所给文段
::::

偶尔,朱锐会忘记自己是个病人。今年夏天,朱锐最后一节课的下课铃声响起。胡可欣问老师今天身体怎么样。朱锐说:“非常惊险!我今天来这里前,忘记吃止痛药了,但居然没那么疼。”又补充,晚上回去还是要吃的,否则会疼得睡不着觉。

赵海若记得病痛在老师身体和思想上留下的痕迹。她记得,朱锐在课上说过,自己在得病之后才真正认知身体,“胃在哪里,肝在哪里”。这种知识源自疼痛。赵海若今年拔过牙。麻药劲儿过了,她没吃止痛片,尝试用各种方法疏解疼痛。玩手机,看电影,打游戏,都没用。她想到了自己的导师:讲台上,是什么支撑着他克服癌症带来的痛苦,甚至面带微笑、炯炯有神地坚持上课?

赵海若想,面对剧烈、具体的疼痛,表面、流俗的逃避方式都失效了。但一些东西能超越疼痛。“他有更重要的事情要追求,”赵海若猜测,“像求真、爱智慧那样的信念感,在背后支撑着他。”

“期待死亡”

朱锐说,自己原来害怕鬼。学了哲学后,就不怕了。

胡可欣记得,上个学期讲课时,朱锐谈到一件趣事。他在美国任教时,曾经主动租了“闹鬼”的公寓,凌晨12点坐在厅里,等着鬼来。在朱锐看来,鬼是灵魂,是所谓纯粹的、没有身体的灵魂。如今,胡可欣和赵海若还能绘声绘色地模仿老师那时欢快的语气:“哲学家研究了上千年的灵魂问题。我如果遇到鬼,能直接跟鬼对话,你们就说这个珍不珍贵吧?如果我看到鬼,那是我赚了,我解答了人类上千年都没有办法解答的问题!”过了一个晚上,朱锐说:“好遗憾,没有看到。”

身和心到底是什么东西?心灵的东西到底能不能脱离身体而存在?到底有没有那种所谓的像灵魂一样的东西?人死之后到底是什么?这些是困扰所有心灵哲学研究者的问题。

朱锐意识到,自己马上要接近答案了。

那时的他,无法再登山、跑步、去公园。7月12日,朱锐转入海淀医院的安宁病房。所幸,那是一间能晒得到阳光的单人病房。他的蓝白病服空荡,整个人瘦得皮包骨头,只有积着腹水的肚子隆起。

::::

指称表达数据
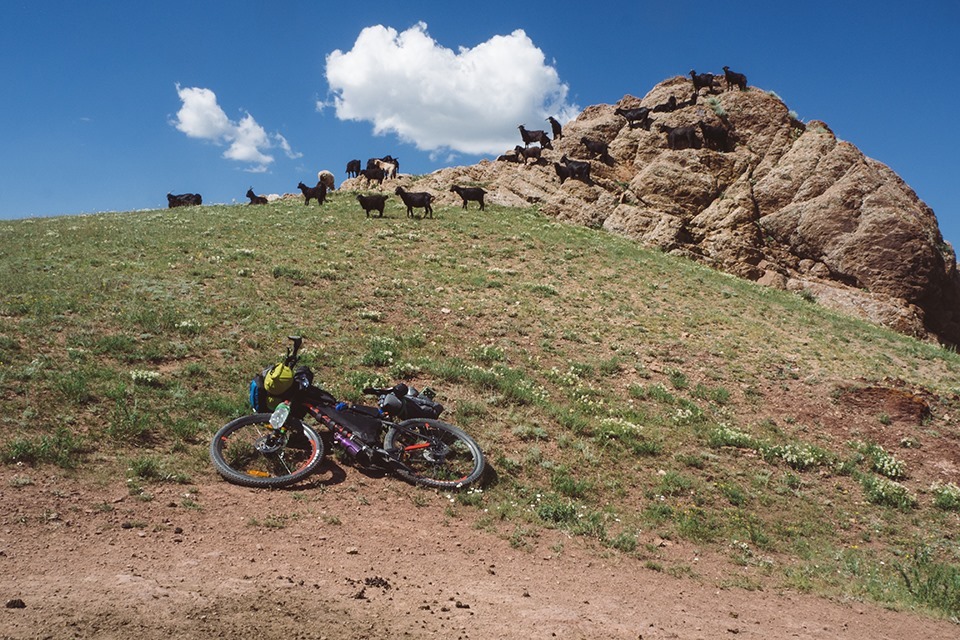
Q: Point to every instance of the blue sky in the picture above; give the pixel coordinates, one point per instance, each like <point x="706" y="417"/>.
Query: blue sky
<point x="109" y="105"/>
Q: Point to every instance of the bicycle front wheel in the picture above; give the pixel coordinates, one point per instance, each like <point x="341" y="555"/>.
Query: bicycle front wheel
<point x="249" y="452"/>
<point x="435" y="454"/>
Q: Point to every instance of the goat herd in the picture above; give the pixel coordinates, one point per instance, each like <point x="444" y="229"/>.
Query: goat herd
<point x="718" y="138"/>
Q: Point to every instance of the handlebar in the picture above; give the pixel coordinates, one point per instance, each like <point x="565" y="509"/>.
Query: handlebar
<point x="292" y="356"/>
<point x="399" y="390"/>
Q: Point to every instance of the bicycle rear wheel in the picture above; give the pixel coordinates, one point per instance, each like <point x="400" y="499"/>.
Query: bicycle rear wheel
<point x="436" y="454"/>
<point x="248" y="452"/>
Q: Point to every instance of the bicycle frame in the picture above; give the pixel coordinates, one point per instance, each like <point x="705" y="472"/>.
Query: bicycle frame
<point x="358" y="449"/>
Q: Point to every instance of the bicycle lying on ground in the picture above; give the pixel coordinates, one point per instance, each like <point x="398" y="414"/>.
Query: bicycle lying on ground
<point x="401" y="435"/>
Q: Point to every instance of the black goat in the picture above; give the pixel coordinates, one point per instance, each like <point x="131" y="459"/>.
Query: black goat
<point x="318" y="193"/>
<point x="681" y="137"/>
<point x="535" y="136"/>
<point x="734" y="78"/>
<point x="254" y="198"/>
<point x="525" y="153"/>
<point x="374" y="174"/>
<point x="183" y="200"/>
<point x="417" y="199"/>
<point x="639" y="115"/>
<point x="579" y="170"/>
<point x="702" y="80"/>
<point x="557" y="129"/>
<point x="716" y="138"/>
<point x="372" y="202"/>
<point x="469" y="193"/>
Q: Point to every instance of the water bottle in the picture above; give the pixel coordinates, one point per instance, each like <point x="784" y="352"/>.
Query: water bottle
<point x="279" y="416"/>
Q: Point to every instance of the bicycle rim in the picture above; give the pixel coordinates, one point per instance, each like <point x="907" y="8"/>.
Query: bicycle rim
<point x="435" y="454"/>
<point x="248" y="452"/>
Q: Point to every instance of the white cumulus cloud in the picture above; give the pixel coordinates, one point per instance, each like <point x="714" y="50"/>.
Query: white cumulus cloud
<point x="201" y="117"/>
<point x="468" y="101"/>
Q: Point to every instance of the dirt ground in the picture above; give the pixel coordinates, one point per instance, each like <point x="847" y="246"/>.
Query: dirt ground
<point x="350" y="556"/>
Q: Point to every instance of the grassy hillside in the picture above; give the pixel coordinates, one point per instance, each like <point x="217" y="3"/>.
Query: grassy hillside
<point x="626" y="396"/>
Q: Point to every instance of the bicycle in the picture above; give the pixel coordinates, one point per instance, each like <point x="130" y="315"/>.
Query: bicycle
<point x="402" y="434"/>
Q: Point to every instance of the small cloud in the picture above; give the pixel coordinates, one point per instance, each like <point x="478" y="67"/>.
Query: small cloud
<point x="283" y="144"/>
<point x="201" y="117"/>
<point x="465" y="101"/>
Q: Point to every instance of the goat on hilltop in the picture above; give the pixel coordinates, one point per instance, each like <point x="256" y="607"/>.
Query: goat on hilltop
<point x="372" y="202"/>
<point x="734" y="78"/>
<point x="416" y="199"/>
<point x="535" y="136"/>
<point x="254" y="198"/>
<point x="183" y="200"/>
<point x="318" y="193"/>
<point x="702" y="80"/>
<point x="469" y="193"/>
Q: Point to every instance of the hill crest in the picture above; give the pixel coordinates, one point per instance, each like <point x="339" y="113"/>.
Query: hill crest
<point x="787" y="204"/>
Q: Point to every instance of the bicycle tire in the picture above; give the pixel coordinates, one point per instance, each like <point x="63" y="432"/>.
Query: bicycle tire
<point x="435" y="453"/>
<point x="242" y="454"/>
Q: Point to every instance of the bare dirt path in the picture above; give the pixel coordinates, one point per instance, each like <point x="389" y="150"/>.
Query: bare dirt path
<point x="356" y="557"/>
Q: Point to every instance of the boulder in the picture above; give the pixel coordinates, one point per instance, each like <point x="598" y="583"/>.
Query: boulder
<point x="789" y="205"/>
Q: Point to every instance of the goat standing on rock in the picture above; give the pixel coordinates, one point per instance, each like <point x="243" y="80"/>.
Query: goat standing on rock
<point x="681" y="137"/>
<point x="254" y="198"/>
<point x="535" y="136"/>
<point x="372" y="202"/>
<point x="318" y="193"/>
<point x="469" y="193"/>
<point x="639" y="115"/>
<point x="416" y="199"/>
<point x="702" y="80"/>
<point x="327" y="179"/>
<point x="576" y="169"/>
<point x="734" y="78"/>
<point x="183" y="200"/>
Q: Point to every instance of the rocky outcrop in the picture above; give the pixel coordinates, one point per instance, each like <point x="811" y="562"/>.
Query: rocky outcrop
<point x="788" y="205"/>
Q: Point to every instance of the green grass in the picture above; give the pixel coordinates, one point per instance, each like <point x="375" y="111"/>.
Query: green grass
<point x="615" y="390"/>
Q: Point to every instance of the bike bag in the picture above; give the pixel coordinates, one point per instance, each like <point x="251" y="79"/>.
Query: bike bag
<point x="260" y="400"/>
<point x="420" y="407"/>
<point x="360" y="420"/>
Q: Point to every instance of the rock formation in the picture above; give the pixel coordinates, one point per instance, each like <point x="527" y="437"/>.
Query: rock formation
<point x="782" y="202"/>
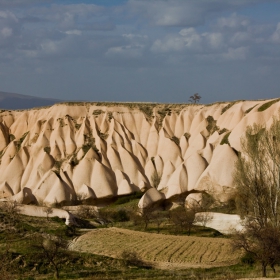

::::

题目要求
请把上面所给文段中从“赵海若记得病痛在老师身体和思”开始、到“带微笑、炯炯有神地坚持上课?”结束的内容一字不改地打印出来。

任务输出
赵海若记得病痛在老师身体和思想上留下的痕迹。她记得,朱锐在课上说过,自己在得病之后才真正认知身体,“胃在哪里,肝在哪里”。这种知识源自疼痛。赵海若今年拔过牙。麻药劲儿过了,她没吃止痛片,尝试用各种方法疏解疼痛。玩手机,看电影,打游戏,都没用。她想到了自己的导师:讲台上,是什么支撑着他克服癌症带来的痛苦,甚至面带微笑、炯炯有神地坚持上课?